Task brief: Print each of the rows below word for word, leaving out the pictures.
● ● ●
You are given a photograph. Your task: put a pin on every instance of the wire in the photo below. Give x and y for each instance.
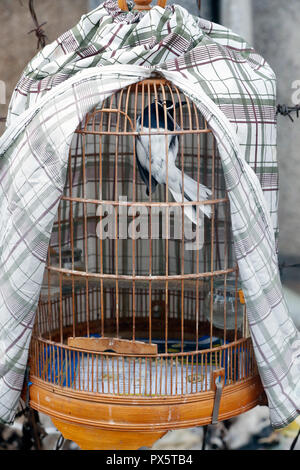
(205, 429)
(39, 32)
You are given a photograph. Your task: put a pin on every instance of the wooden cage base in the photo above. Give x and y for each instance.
(107, 422)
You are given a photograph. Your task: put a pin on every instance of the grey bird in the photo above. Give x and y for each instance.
(158, 159)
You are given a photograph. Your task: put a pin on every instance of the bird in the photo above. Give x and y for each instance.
(158, 158)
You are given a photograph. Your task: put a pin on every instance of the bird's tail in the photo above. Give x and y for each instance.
(191, 194)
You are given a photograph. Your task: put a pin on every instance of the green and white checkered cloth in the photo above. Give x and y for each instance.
(233, 87)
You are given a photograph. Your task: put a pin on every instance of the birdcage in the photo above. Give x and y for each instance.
(141, 325)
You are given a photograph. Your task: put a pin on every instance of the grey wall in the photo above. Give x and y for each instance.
(277, 37)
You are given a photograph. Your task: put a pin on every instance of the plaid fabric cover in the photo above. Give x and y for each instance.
(232, 86)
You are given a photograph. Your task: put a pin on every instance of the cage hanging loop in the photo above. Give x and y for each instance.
(140, 4)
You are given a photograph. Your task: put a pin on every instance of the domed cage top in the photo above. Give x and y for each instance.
(138, 301)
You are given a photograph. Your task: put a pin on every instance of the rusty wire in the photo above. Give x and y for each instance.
(38, 30)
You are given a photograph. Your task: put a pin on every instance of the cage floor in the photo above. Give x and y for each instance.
(144, 376)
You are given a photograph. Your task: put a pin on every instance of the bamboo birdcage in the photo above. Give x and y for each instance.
(135, 336)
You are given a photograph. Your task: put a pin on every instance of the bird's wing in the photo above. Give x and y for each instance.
(145, 177)
(144, 171)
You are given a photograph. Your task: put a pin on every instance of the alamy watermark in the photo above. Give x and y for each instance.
(137, 221)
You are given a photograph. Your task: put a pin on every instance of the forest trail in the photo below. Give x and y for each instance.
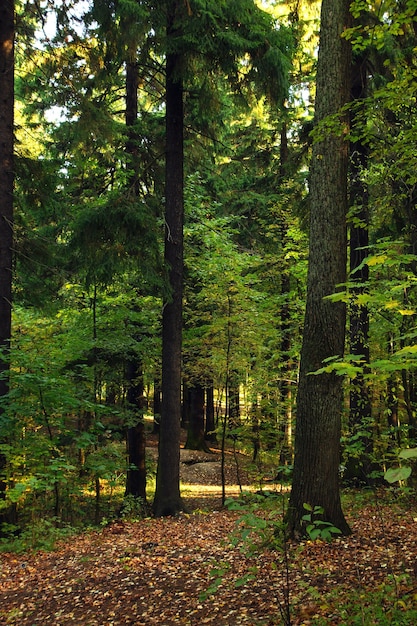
(154, 571)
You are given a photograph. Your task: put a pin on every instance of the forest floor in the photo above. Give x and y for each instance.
(158, 571)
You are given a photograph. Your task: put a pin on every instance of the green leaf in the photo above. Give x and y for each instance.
(408, 453)
(393, 474)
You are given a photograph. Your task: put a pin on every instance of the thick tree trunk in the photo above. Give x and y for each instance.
(6, 202)
(136, 441)
(357, 468)
(167, 499)
(320, 397)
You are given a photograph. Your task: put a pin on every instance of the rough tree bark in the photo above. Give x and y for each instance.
(195, 432)
(167, 500)
(6, 203)
(136, 439)
(320, 397)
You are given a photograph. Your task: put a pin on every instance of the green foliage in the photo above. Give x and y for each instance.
(402, 473)
(316, 526)
(40, 535)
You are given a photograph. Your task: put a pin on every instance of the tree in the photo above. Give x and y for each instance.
(167, 500)
(6, 203)
(320, 395)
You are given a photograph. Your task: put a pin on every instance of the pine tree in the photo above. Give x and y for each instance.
(6, 208)
(320, 396)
● ● ●
Problem solution:
You are given a photograph. Your task: put a pin on every instance of the wire in the photo below. Give x and y for each instance.
(205, 429)
(39, 32)
You are given a photograph. Your task: put a pin on every instance of the wooden cage base in the photo above. Give x and y for each instance.
(107, 422)
You are given a photograph. Your task: put a pin on every instance of the grey bird in the photo above. Give x and y for each instance.
(158, 159)
You are given a photograph. Your task: put a pin on every instance of the bird in the photo above. Give x and y for each instance.
(158, 158)
You are given a photograph. Your task: put a pin on every instance of the bird's tail in the photo above. Give x and y for each instance.
(191, 194)
You are given a photograph. Your task: put a pin on every instance of the green and white checkered cloth in the photo above. Give x and y for each instance.
(233, 87)
You are given a photograph. Your task: put a pin on every instance of the birdcage in the photo above. Give x and y for each instance.
(141, 325)
You are given a photograph. Your task: put a pin on every instance of the grey wall in the photo above. Give x and y for each instance.
(277, 37)
You are given a photograph. Your task: put a pin on every instance of the plaid fabric cover in the photo above. Give x and y for each instance.
(232, 86)
You are given a photograph. Your task: put a pin on every instance of the cage hanging loop in the photo above. Give x and y for each instance.
(140, 4)
You are given a photograph. Your task: put a pin on every instance of the domed cage top in the photo above. Give x and y for each instance.
(138, 301)
You are given a photograph. Your task: put a pin on every instance of the rusty wire in the photo above. Give x and y for each instance.
(38, 30)
You are given a photograph. Your task: put a pin on every instance of the cage floor in the photo above. Give x and y for each instance.
(144, 376)
You are given a photograph. Your task: put a pin on every instance of the bamboo birdcage in the photo above. Give x and y for each instance.
(135, 336)
You are given a photograph. Your task: put a pin on every instance of the bird's wing in the photo above. Give x and y for each instance.
(145, 177)
(144, 171)
You are given a photograph. Your task: put a pin on every instance of the alamy watermark in the photo above. Give x and y for each instance.
(137, 221)
You are given a photograph. Your task: put a pin on every instance of the forest trail in the photo below. Give x and y for each instance.
(154, 571)
You are given a photograph. Your task: put a pin on every instance of the forest floor in the photo above. Give x and y for each instance.
(158, 571)
You are given a photograph. Your task: put a pin on every instance of the green leaf in the photo above. Give x and y for each instance.
(408, 453)
(393, 474)
You are given a photograph. Your task: put a pin on every instance of the thick tree trunk in the photo above. Give x and y for each instance.
(6, 202)
(136, 441)
(357, 468)
(167, 499)
(320, 397)
You are given a photograph. Your task: put a pin on every instance of the rough tree bark in the photo above. Give x and y for each instance.
(195, 432)
(167, 500)
(6, 203)
(136, 439)
(320, 397)
You are given a photograph. Your task: put a pin on every instance of the green foliage in the photo above. Give x and y for each instance.
(402, 473)
(316, 526)
(40, 535)
You are given a photograph. Your task: put a pin on every instance of the tree in the photo above. Give x and y for each instance.
(167, 500)
(6, 203)
(320, 395)
You are given a photograph. Your task: put a pin on every instance of the pine tree in the photo above. Give x and y for each instance.
(6, 208)
(320, 396)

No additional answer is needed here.